┌─ Data provided

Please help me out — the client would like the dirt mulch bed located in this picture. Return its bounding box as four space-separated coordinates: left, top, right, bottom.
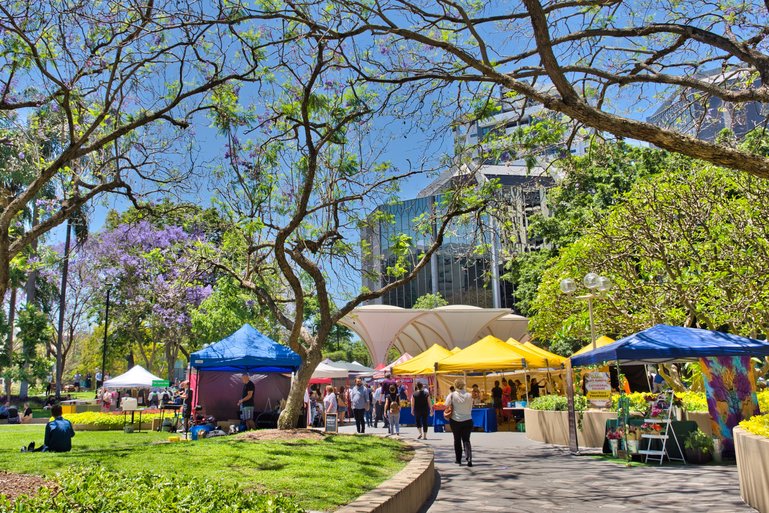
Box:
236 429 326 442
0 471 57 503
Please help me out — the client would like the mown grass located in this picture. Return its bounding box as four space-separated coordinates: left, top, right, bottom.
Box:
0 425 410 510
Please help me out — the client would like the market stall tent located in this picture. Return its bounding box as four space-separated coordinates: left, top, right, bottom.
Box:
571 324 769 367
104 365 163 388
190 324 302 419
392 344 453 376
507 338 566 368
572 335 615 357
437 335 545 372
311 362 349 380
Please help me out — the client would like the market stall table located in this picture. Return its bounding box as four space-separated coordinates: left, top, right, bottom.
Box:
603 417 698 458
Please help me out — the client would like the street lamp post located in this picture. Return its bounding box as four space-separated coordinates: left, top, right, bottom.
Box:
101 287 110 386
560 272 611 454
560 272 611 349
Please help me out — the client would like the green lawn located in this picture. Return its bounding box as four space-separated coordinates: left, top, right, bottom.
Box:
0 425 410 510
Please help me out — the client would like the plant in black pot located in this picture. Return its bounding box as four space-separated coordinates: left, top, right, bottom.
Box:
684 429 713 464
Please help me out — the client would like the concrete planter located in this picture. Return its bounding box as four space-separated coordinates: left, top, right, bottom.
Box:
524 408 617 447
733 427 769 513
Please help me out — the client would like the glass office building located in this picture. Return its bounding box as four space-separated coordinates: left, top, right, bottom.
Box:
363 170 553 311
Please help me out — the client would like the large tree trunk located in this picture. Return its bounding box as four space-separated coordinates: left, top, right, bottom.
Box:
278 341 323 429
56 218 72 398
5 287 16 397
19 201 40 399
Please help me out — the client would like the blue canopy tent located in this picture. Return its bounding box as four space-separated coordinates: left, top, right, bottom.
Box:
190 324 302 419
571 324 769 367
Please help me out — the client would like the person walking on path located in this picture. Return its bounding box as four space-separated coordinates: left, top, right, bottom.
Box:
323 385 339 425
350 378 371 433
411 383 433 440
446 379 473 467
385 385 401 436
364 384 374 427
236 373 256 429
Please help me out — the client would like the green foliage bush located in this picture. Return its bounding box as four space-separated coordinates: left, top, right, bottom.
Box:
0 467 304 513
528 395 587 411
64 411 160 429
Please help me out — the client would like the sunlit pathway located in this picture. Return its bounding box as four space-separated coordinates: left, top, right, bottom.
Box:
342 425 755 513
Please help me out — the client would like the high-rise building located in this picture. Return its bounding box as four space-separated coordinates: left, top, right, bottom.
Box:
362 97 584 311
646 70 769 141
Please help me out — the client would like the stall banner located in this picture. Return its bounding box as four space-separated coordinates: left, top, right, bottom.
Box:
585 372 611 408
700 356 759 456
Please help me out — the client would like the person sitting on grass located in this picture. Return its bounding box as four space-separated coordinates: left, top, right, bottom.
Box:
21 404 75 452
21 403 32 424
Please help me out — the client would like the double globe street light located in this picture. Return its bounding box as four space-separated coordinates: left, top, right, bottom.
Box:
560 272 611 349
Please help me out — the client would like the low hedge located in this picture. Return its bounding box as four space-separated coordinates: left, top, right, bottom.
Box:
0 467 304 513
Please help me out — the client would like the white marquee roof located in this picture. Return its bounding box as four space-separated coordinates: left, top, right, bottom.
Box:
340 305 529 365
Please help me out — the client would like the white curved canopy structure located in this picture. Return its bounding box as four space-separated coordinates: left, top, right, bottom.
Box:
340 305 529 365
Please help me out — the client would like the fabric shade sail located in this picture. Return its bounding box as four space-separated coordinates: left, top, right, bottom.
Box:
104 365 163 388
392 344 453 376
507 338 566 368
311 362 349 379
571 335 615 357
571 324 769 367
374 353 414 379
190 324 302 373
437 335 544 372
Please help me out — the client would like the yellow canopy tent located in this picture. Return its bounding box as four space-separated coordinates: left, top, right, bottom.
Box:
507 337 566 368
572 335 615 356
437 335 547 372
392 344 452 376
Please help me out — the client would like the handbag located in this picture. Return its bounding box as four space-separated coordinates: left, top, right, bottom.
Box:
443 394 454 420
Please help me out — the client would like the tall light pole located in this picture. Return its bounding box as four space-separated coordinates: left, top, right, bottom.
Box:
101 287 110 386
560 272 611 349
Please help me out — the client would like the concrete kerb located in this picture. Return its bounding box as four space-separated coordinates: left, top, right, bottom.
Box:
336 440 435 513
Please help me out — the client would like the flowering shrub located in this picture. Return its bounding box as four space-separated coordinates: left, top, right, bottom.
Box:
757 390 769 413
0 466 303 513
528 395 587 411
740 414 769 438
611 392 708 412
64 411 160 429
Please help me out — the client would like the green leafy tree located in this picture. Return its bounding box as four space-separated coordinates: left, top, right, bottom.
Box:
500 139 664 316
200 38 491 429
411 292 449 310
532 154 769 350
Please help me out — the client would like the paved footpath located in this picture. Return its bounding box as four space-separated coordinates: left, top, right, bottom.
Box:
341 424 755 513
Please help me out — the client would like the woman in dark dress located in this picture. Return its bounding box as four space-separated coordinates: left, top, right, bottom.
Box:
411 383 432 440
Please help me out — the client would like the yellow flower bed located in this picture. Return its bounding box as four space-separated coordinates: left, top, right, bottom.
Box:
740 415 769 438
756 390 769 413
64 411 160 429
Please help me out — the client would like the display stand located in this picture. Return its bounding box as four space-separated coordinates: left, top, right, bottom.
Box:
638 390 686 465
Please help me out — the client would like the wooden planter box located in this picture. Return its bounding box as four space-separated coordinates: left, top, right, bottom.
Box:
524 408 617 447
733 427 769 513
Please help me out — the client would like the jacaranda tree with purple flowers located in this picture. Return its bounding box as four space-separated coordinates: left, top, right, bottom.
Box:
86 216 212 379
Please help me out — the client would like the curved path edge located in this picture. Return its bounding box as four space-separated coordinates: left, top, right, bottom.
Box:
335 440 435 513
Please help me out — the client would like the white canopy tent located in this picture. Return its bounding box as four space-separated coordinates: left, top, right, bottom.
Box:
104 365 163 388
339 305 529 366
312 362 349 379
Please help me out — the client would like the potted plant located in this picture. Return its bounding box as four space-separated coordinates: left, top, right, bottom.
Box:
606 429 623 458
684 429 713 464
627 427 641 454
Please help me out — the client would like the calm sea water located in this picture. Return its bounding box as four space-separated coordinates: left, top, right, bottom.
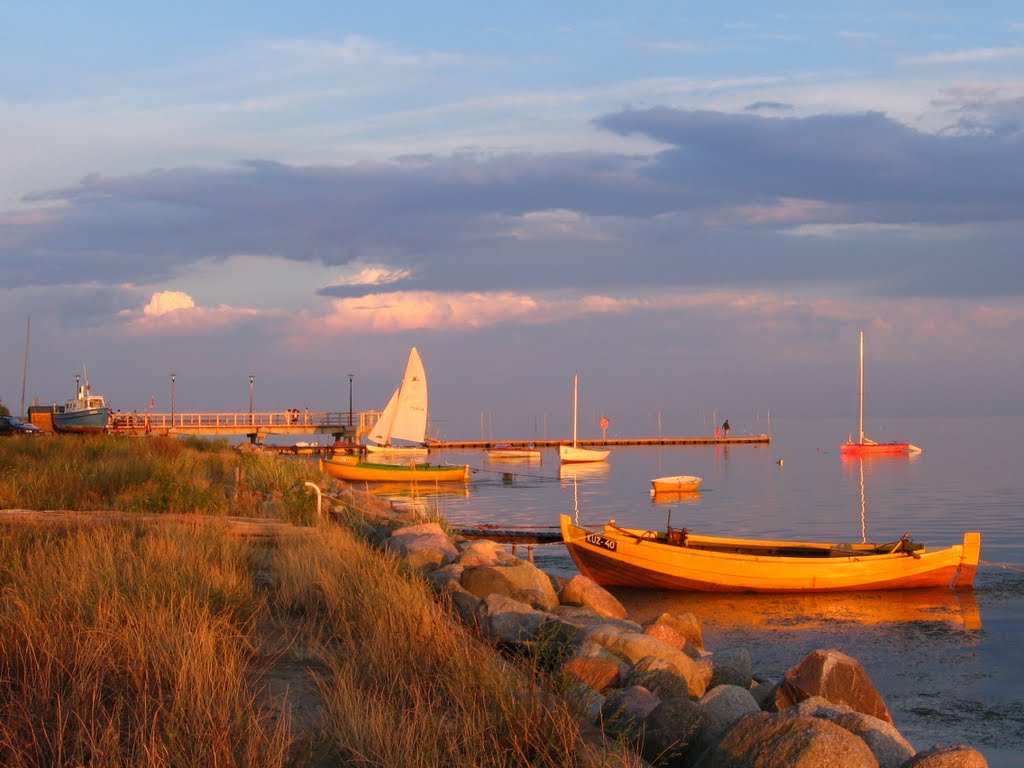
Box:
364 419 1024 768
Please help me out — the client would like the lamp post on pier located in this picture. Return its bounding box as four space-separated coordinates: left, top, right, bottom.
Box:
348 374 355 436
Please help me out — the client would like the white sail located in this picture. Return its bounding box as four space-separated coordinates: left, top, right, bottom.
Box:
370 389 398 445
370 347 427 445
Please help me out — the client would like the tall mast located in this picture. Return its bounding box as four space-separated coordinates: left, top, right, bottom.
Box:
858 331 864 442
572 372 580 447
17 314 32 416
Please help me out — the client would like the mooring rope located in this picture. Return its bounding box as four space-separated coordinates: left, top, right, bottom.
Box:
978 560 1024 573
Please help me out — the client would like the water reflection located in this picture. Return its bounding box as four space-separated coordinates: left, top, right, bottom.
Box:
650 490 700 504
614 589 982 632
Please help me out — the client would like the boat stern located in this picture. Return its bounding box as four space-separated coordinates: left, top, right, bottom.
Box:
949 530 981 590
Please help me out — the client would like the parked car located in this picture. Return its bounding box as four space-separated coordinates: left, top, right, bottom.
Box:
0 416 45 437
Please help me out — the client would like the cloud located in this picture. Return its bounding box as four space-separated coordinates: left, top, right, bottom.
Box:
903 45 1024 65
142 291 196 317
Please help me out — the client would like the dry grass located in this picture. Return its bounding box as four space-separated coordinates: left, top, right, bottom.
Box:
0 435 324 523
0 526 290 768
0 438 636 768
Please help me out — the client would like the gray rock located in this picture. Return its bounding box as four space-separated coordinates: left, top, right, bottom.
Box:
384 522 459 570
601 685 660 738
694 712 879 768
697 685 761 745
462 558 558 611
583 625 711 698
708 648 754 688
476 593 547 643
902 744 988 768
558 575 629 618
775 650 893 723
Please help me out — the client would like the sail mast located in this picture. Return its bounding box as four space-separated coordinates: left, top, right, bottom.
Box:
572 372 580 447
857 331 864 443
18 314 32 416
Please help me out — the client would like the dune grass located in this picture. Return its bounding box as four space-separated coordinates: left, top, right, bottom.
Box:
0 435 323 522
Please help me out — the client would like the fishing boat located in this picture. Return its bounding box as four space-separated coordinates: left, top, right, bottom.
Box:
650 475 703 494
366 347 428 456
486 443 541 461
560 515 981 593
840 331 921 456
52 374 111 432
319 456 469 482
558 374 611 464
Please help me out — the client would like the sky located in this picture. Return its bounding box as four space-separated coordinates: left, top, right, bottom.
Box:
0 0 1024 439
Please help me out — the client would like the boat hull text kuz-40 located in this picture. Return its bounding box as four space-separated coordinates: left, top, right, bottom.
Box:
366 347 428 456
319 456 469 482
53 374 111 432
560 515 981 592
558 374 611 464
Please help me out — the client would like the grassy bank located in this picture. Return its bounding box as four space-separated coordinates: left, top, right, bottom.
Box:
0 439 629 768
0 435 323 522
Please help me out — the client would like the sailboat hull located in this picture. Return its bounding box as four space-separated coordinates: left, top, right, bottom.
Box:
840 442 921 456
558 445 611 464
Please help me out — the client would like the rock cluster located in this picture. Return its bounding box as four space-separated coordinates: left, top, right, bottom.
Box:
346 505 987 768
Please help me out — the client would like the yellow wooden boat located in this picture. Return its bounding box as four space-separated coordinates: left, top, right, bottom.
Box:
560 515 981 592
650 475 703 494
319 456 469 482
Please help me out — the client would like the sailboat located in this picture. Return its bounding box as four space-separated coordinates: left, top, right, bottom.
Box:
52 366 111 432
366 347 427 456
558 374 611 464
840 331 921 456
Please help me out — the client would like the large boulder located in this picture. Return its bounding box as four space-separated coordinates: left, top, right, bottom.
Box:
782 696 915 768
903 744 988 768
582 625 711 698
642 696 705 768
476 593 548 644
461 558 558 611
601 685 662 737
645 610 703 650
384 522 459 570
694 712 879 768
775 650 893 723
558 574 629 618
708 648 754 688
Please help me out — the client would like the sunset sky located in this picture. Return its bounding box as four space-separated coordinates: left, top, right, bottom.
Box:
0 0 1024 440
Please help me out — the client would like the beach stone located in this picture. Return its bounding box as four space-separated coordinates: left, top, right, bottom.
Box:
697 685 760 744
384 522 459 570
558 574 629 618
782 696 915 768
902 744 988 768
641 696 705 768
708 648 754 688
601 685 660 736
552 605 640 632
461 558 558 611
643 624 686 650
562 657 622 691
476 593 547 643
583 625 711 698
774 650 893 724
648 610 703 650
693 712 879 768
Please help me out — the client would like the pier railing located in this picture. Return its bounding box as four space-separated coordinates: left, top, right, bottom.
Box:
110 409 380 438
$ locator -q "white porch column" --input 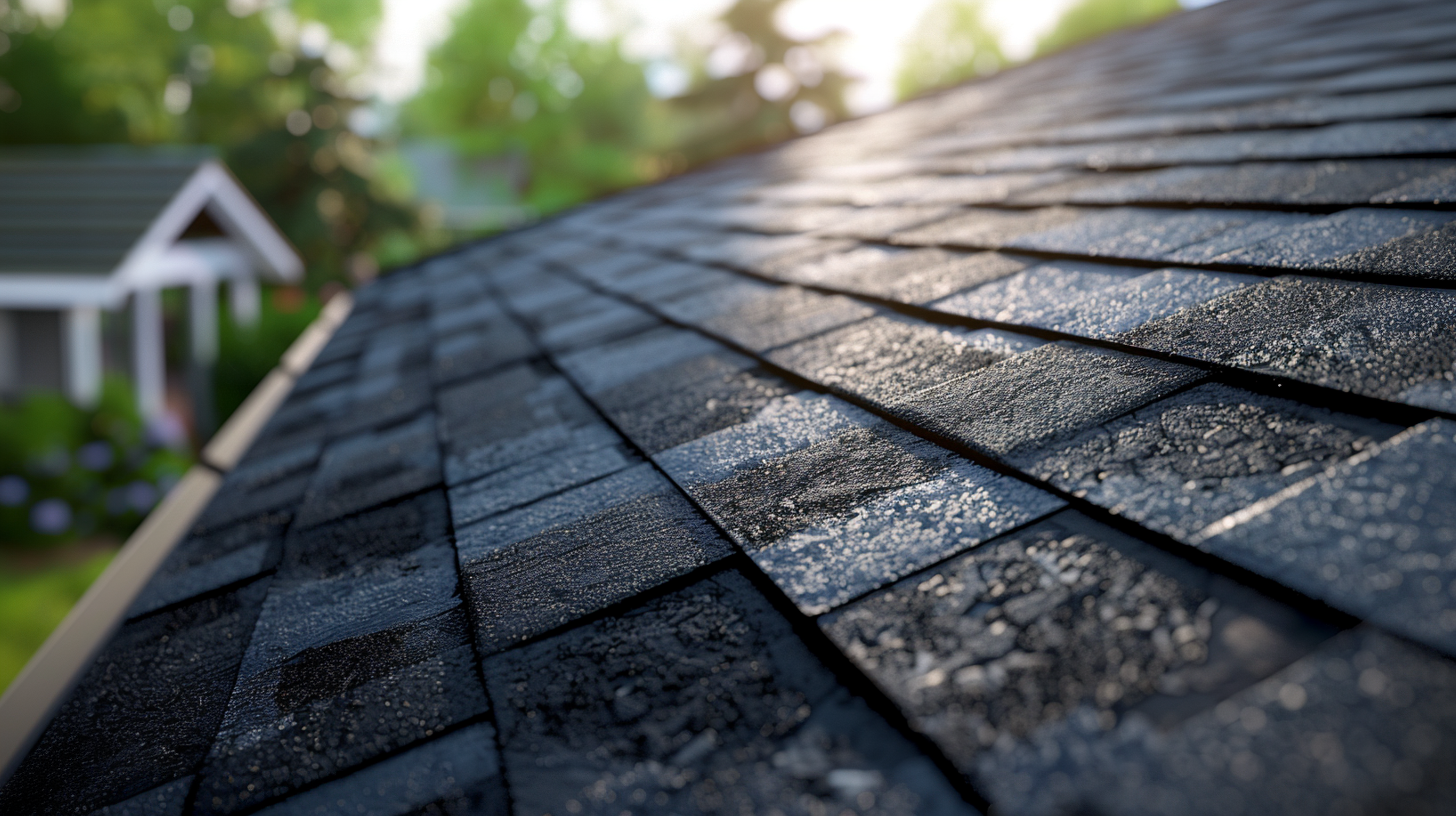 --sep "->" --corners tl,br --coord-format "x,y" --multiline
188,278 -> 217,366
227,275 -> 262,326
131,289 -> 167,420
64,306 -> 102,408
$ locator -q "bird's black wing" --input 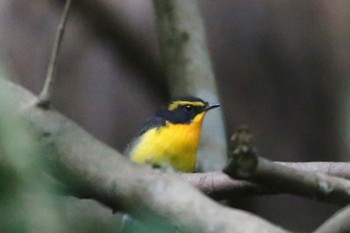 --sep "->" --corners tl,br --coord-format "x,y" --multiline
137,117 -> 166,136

└─

* **Stated task**
Copy out everything from the line containing "Please help me out — the client would like the handbag" down through the line containing "336 440 435 513", keeping each line exactly as it appears.

* **Completed task**
Please help me out — the client would like the handbag located in this picture. Return its bounding box as four space-separated coordinates: left, top, right, bottom.
Box:
443 394 454 420
Please help me out — the client would like the tall light pole located in this picture. Return its bounding box as four space-separated coordinates: left, top, right, bottom.
Box:
101 287 110 386
560 272 611 349
Please help me out — the client would like the concrete kerb located in this picture. Return its bounding box as four space-separated coordinates: left, top, right, bottom.
Box:
336 440 435 513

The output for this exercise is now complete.